** BEGIN INPUT DATA **

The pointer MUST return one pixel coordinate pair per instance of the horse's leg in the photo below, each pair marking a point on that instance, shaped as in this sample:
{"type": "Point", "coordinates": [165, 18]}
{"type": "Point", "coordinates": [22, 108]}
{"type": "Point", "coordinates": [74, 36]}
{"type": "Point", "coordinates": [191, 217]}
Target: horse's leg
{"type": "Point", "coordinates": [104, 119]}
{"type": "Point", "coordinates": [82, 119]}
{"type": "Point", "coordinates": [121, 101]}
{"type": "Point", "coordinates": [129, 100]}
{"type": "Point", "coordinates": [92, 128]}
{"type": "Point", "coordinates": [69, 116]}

** END INPUT DATA **

### WORK TO DO
Rewrite all of the material above, swapping every "horse's leg" for "horse's hoof" and leaving everything else as it is.

### ANSWER BELOW
The pointer MUST return one pixel coordinate pair per instance of the horse's hoof in the photo below, each pair marking a point on that instance, shaped as in this sample:
{"type": "Point", "coordinates": [165, 18]}
{"type": "Point", "coordinates": [22, 108]}
{"type": "Point", "coordinates": [74, 36]}
{"type": "Point", "coordinates": [191, 217]}
Target: horse's hoof
{"type": "Point", "coordinates": [104, 119]}
{"type": "Point", "coordinates": [82, 119]}
{"type": "Point", "coordinates": [121, 101]}
{"type": "Point", "coordinates": [129, 100]}
{"type": "Point", "coordinates": [92, 128]}
{"type": "Point", "coordinates": [69, 116]}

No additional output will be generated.